RECORDS FOR PROCESSING:
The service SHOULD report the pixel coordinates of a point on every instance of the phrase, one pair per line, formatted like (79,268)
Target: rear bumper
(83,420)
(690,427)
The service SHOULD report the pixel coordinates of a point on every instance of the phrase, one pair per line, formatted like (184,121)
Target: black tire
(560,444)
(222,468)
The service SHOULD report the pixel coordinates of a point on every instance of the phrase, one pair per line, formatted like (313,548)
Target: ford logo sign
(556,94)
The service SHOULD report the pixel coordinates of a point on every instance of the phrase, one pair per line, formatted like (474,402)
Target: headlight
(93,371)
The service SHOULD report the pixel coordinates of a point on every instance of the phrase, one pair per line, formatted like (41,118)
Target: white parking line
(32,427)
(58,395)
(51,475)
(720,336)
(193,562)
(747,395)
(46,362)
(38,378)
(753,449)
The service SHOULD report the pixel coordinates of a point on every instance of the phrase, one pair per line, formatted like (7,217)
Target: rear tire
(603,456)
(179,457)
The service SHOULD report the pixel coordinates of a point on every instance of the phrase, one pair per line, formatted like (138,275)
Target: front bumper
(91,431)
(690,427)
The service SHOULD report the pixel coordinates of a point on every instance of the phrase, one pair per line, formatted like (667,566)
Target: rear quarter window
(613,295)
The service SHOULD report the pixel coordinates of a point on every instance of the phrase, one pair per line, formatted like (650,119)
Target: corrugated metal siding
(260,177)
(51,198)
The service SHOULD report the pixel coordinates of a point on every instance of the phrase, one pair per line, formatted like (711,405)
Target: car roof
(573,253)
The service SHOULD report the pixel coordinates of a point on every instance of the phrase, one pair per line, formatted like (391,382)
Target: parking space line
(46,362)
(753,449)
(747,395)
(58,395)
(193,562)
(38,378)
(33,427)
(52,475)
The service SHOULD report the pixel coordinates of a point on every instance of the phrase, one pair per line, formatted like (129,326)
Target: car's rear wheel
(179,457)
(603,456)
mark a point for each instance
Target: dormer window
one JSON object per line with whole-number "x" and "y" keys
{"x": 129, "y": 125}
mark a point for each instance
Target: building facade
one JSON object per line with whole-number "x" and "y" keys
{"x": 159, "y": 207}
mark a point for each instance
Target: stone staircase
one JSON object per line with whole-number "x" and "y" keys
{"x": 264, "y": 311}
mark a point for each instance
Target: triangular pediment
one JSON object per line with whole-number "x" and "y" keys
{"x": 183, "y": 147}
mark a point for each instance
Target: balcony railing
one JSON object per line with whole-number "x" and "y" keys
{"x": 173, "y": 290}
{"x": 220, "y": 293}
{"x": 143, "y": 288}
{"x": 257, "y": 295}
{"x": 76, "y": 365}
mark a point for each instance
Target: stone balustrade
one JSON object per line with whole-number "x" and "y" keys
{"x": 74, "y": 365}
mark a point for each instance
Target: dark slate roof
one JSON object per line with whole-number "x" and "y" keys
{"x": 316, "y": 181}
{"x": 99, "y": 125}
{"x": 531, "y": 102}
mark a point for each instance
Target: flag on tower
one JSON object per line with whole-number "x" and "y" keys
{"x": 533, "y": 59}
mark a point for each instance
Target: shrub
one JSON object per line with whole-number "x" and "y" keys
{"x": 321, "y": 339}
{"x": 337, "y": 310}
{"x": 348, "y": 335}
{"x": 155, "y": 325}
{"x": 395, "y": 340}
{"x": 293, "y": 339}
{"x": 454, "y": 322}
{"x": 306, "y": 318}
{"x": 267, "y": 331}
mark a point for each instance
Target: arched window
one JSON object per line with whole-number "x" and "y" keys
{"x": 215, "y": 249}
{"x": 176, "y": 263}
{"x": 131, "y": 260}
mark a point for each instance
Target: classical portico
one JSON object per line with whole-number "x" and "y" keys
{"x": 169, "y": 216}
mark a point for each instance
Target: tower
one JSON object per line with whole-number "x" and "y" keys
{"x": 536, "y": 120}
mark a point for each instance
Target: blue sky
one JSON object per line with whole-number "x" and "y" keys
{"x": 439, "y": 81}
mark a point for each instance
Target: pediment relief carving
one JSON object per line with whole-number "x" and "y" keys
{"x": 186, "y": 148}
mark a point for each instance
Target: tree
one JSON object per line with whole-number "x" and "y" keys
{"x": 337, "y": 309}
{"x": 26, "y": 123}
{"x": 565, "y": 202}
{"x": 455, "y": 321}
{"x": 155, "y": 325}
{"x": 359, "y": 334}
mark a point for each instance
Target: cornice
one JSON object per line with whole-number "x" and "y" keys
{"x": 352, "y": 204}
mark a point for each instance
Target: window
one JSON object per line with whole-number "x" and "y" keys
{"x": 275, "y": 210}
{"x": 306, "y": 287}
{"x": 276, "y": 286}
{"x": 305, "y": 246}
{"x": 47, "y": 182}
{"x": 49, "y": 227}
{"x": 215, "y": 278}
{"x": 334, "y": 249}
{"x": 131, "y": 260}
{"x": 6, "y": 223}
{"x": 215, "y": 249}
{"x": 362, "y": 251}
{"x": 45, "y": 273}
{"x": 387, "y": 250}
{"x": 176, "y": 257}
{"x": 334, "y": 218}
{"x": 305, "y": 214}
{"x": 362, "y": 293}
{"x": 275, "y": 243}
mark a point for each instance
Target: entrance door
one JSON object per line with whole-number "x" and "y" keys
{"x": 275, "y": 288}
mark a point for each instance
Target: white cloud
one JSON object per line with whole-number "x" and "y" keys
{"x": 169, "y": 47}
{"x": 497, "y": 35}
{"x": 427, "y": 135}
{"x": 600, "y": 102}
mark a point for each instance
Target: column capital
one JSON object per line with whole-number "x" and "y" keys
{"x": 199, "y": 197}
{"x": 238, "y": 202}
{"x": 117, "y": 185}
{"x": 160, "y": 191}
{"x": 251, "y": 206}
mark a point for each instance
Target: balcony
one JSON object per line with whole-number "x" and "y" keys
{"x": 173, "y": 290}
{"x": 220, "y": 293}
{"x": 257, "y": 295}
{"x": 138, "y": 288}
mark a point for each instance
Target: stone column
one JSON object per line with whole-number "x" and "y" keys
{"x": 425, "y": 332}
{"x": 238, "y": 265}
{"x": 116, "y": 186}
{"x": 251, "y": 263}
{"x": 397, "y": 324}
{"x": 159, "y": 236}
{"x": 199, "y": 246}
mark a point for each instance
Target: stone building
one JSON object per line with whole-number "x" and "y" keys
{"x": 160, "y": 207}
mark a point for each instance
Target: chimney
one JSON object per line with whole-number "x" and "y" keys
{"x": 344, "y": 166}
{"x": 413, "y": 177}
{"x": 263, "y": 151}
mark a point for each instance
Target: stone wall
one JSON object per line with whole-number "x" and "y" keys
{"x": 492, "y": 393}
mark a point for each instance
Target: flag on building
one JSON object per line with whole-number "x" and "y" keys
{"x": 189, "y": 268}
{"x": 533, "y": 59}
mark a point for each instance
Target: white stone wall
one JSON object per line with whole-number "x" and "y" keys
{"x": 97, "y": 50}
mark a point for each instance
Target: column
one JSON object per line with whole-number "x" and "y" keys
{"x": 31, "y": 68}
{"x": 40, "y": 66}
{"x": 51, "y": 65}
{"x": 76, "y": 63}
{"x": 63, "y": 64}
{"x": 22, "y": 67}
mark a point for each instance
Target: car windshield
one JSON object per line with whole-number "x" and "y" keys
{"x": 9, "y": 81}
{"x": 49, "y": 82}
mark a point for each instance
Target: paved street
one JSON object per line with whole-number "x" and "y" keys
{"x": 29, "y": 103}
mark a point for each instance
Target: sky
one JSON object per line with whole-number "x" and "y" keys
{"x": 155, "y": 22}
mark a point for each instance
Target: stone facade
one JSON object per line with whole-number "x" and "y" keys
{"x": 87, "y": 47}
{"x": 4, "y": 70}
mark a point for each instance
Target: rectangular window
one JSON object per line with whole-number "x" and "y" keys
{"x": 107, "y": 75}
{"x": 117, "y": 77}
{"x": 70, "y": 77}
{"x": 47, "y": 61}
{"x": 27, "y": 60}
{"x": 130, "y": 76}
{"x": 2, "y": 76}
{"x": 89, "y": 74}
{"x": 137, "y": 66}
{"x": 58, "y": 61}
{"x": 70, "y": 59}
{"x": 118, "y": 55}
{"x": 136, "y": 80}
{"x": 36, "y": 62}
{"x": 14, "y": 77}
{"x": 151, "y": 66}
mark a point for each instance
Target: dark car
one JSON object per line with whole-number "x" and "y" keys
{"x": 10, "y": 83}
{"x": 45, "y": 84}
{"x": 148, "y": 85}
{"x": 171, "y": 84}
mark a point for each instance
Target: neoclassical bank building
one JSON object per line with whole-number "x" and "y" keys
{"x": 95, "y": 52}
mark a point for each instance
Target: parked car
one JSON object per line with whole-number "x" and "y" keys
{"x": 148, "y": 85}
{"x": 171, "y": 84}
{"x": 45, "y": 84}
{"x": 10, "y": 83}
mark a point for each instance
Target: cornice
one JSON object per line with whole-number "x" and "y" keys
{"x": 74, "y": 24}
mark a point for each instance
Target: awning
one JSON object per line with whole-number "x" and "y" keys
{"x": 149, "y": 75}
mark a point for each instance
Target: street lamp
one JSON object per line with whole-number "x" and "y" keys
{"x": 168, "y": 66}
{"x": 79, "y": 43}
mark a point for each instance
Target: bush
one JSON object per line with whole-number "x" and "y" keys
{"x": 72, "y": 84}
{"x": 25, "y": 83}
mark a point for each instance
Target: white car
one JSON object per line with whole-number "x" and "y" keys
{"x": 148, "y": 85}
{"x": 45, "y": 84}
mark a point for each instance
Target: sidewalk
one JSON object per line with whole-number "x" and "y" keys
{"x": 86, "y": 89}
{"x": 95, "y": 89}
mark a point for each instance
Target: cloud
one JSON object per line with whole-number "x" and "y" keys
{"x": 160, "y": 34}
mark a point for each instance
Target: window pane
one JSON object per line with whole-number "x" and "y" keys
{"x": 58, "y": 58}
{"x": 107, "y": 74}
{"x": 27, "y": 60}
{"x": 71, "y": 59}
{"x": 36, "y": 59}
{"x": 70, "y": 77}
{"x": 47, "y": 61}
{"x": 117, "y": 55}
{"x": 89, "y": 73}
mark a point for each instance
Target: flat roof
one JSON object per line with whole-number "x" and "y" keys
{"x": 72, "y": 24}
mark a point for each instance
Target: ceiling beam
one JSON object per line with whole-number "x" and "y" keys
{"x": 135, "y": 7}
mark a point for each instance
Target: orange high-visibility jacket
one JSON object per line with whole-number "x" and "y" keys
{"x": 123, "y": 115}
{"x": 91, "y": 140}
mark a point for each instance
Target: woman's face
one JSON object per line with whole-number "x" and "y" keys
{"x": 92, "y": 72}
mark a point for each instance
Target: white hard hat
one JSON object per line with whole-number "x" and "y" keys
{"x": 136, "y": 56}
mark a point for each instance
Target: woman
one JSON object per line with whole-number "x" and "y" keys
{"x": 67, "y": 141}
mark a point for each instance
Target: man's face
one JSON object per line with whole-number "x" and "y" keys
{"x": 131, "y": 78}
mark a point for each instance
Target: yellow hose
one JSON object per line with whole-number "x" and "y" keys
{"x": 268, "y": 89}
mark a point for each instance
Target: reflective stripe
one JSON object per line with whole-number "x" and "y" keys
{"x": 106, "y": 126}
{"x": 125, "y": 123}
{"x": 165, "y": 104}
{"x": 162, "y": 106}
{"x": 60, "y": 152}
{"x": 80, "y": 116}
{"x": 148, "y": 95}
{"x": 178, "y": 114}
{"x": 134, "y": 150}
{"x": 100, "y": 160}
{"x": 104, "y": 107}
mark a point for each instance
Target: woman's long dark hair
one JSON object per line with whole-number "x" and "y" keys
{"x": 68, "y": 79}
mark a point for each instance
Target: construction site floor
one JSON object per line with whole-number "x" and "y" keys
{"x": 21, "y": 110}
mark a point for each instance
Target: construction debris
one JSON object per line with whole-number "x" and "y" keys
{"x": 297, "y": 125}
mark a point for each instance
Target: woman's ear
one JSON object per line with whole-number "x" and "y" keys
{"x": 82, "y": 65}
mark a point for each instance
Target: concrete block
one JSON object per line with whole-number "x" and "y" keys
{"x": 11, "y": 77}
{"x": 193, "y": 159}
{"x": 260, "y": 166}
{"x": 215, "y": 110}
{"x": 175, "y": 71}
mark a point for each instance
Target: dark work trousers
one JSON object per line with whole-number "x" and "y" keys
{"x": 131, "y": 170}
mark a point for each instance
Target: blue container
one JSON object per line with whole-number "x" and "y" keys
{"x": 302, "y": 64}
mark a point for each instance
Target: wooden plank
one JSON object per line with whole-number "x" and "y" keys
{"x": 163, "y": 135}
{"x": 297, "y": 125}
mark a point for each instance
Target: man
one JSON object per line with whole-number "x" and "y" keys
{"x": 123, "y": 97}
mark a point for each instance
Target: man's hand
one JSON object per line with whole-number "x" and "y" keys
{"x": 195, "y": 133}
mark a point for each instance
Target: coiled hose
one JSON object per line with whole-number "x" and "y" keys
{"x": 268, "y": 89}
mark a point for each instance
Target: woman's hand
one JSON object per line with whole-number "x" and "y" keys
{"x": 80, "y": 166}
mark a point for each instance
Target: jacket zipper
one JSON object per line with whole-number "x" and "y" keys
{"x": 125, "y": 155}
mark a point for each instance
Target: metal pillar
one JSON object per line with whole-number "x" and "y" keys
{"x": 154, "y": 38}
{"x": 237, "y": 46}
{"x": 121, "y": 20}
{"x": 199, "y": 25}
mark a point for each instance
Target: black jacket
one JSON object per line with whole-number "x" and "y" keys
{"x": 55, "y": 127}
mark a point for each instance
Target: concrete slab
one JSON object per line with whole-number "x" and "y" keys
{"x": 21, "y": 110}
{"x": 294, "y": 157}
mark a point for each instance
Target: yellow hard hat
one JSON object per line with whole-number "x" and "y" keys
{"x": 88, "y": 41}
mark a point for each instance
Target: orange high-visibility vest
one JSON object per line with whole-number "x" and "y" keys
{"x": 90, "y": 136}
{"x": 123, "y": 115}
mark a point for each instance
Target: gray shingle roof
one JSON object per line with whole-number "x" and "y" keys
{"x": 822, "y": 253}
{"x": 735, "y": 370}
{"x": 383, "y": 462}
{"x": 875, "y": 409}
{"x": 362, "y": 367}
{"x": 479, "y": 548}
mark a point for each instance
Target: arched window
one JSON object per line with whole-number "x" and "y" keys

GIVEN EXERCISE: List every line above that contains the word "white". Case counts.

FULL RESPONSE:
Target: white parking line
Target: white cloud
Target: white stone wall
Target: white car
Target: white hard hat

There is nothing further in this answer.